:: Instrucciones ::
A. Indica si cada afirmación coincide con el artículo sobre los migrantes que cruzan el Darién: (i) muchos de los migrantes no hablan español; (ii) en la zona hay organizaciones humanitarias que socorren a los migrantes; (iii) según Caitlyn Yates, los gobiernos ignoran la crisis. Responde sí o no y cita las palabras del artículo que lo deciden.
B. Transcribe sin cambios el fragmento del artículo sobre los migrantes que cruzan el Darién que empieza con "Van con maletas, niños" y sigue hasta "los está ayudando.".

:: Documento ::
_____
Migrantes de África, Haití y Cuba que esperan en Colombia para cruzar a Panamá en su camino hacia Estados Unidos. Ya caminaron por Brasil, Ecuador o Chile y ahora entrarán a un espacio biológicamente irrepetible: el Tapón del Darién, una de las selvas más intactas y tupidas del mundo.
Van con maletas, niños y bidones de agua. Muchos no hablan español. Están dándole un giro rotundo a sus vidas. Y ahora van a entrar a una agreste selva por varios días.
Son los migrantes de África, Haití y Cuba que esperan en Colombia para cruzar a Panamá en su camino hacia Estados Unidos. Ya caminaron por Brasil, Ecuador o Chile y ahora entrarán a un espacio biológicamente irrepetible: el Tapón del Darién, una de las selvas más intactas y tupidas del mundo.
Y nadie los está ayudando.
Les cobran sobreprecios, los maltratan, duermen en las calles y van de la mano de “coyotes” vinculados a grupos armados. Sin embargo, acá no se ve rastro de organizaciones humanitarias ni del Estado colombiano para socorrerlos.
“Esta es una crisis profunda, una de las más olvidadas e importantes de América, y los gobiernos, al no tener cómo resolverla, la ignoran o incluso la empujan hacia afuera“, me dice Caitlyn Yates, antropóloga experta en esta problemática.
Casi todas las miradas se centran en el aluvión de migrantes que llegan a las fronteras sur y norte de México. Pero muchos de ellos pasaron antes por aquí prácticamente inadvertidos.
La migración irregular, sin embargo, no es la única crisis que se vive en esta región colombiana del Urabá: acá también hay narcotráfico, contrabando, control criminal, servicios públicos precarios y uno de los despojos de tierra más grandes que vio la historia del país.
_____
:: Material mostrado ::
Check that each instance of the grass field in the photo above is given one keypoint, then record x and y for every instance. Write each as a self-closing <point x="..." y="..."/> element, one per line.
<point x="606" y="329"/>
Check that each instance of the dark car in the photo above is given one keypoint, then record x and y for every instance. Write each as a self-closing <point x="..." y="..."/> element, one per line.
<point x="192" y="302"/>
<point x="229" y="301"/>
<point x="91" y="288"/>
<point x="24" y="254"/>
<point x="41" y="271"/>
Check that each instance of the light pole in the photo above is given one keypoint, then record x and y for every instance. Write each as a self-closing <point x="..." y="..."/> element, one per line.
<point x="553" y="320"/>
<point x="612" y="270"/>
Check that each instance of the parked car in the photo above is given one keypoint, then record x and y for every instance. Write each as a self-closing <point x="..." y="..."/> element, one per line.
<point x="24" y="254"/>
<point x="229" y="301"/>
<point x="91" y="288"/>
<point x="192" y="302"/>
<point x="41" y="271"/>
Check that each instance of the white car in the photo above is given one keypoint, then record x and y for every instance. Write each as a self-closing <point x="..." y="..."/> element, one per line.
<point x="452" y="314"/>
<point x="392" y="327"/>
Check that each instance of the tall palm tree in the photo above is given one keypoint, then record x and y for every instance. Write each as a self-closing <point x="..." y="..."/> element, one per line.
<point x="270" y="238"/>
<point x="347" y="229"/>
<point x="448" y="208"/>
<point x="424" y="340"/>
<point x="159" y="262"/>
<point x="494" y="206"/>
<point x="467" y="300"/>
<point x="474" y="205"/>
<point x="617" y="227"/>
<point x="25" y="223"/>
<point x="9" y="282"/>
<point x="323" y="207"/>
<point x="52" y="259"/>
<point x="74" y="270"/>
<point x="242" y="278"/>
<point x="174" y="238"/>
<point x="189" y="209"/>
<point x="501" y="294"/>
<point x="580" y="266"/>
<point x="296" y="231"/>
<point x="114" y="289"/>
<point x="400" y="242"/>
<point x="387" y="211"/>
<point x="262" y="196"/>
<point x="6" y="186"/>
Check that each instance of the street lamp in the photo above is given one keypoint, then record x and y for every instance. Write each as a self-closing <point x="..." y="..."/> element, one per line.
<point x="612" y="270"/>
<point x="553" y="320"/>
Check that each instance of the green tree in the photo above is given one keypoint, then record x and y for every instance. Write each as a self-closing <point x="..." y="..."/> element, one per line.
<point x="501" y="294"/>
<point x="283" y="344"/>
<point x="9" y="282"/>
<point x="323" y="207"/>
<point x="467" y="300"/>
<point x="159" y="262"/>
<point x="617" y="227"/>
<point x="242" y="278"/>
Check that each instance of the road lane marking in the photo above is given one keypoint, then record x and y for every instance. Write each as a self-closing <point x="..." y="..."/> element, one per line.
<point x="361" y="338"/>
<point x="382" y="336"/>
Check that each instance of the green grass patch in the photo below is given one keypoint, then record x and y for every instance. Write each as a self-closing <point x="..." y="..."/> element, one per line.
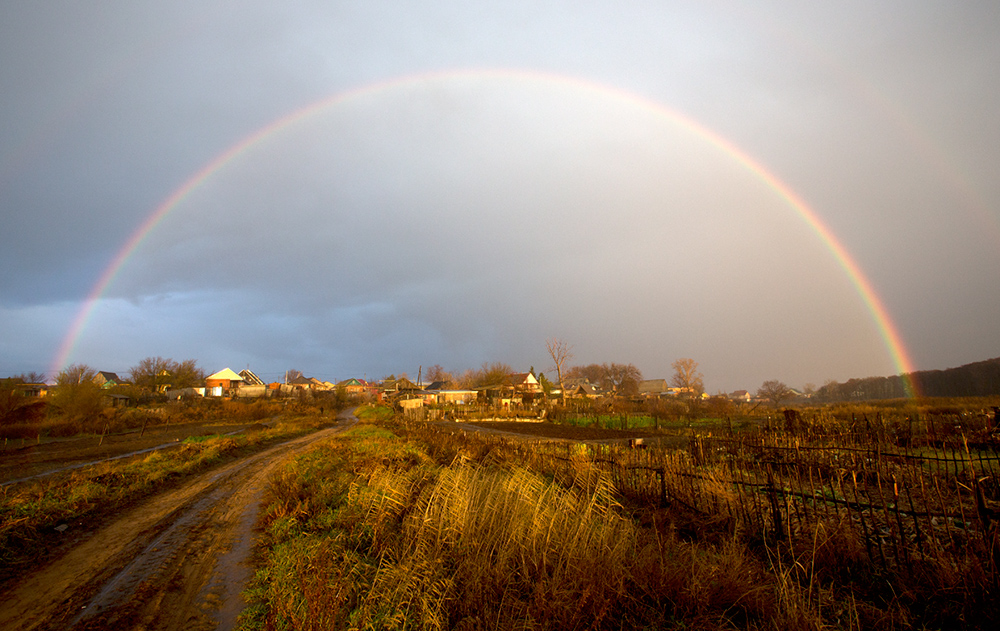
_____
:: Respuestas del ejercicio ::
A.
(i) Sí: "Muchos no hablan español."
(ii) No: "acá no se ve rastro de organizaciones humanitarias ni del Estado colombiano para socorrerlos."
(iii) Sí: "los gobiernos, al no tener cómo resolverla, la ignoran o incluso la empujan hacia afuera"

B.
Van con maletas, niños y bidones de agua. Muchos no hablan español. Están dándole un giro rotundo a sus vidas. Y ahora van a entrar a una agreste selva por varios días.
Son los migrantes de África, Haití y Cuba que esperan en Colombia para cruzar a Panamá en su camino hacia Estados Unidos. Ya caminaron por Brasil, Ecuador o Chile y ahora entrarán a un espacio biológicamente irrepetible: el Tapón del Darién, una de las selvas más intactas y tupidas del mundo.
Y nadie los está ayudando.